Reading passage
━━━━━━━━━━━━━━━━━━━━
2023-09-13 17:16:00 +0700 by Mark Smith

I previously wrote about the real opportunity for the Vision Pro. From that piece:

Perhaps the opportunity with the Vision Pro isn't with consumer apps, but with industrial apps. Sectors like construction, interior design, synthetic biology, materials science, big pharma, supply chain management and many others, have money to spend and a need to process large amounts of data in new ways. I see the Vision Pro less as a way to watch movies and more like a welding mask, a speciality device that you use in specific parts of your workflow to accomplish previously impossible data analysis and manipulation tasks.

I had been thinking something along these lines from the moment I read the descriptions of the device. I spent my undergrad amidst science and engineering departments. I myself studied Materials Science but when you are at a science and engineering university you are immersed in the culture of all the various disciplines, from biology to aerospace, from civil to mechnical engineering to chemistry and all the rest. So I have a pretty intuitive understanding how such a device could make a big impact in these areas.

The Bankless Nation podcast had a really fascinating episode talking to among others Drew Endy, the father of modern synthetic biology. I've transcribed some of what he was saying here, as it really crystalises why the Vision Pro could make a huge difference in science. He is asked What is synthetic biology? to which he replies:

I think of it as wetware. There’s hardware, there’s software, there’s wetware. A cell is a cell, let’s just let a cell be a cell (no metaphors required).
━━━━━━━━━━━━━━━━━━━━
Your tasks
1: In the Vision Pro post, what subject did the writer study as an undergraduate?
2: Please write the next few paragraphs of the Vision Pro post, picking up right after its final sentence.
Nothing in the records is needed to complete the work.

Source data
━━━━━━━━━━━━━━━━━━━━
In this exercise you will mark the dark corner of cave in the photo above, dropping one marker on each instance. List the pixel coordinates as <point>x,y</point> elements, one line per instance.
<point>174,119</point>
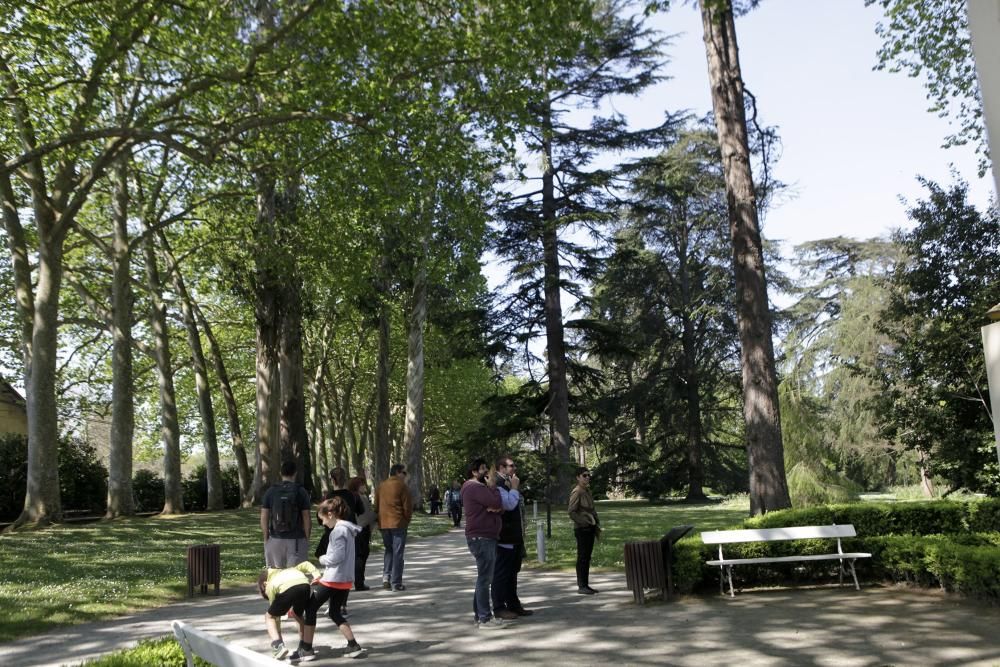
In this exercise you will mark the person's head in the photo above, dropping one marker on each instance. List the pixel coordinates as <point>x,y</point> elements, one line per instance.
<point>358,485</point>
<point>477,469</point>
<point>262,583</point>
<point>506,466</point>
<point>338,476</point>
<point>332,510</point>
━━━━━━━━━━━━━━━━━━━━
Outputs by task
1: Materials Science.

2:
Let’s say I took a bacterium that’s microscopic, 1 millionth of a meter long, a micron. And I’m just going to have a magic wand and make it 100 million times bigger. So now it’s 100 meters long, and I’m not adding more atoms, I’m just magically making everything bigger. So we can see it, it’s like the size of a building.

Now we can say, what does it look like? Let’s say I have a protein, a green fluorescent protein that makes a green light. That protein is the size of a basketball. And the ribosome, which is a collection of molecules that makes proteins, is 2 meters tall. And then the genome, the DNA, it’s going back and forth in this building 1600 times.

It’s a really thin thread and so it’s cross sectional area is like 4 square meters. And there are many other molecules in this building, all about basketball size, and they fill 30% of the space of the building. We call that volume fraction, it’s 30% packed with molecules.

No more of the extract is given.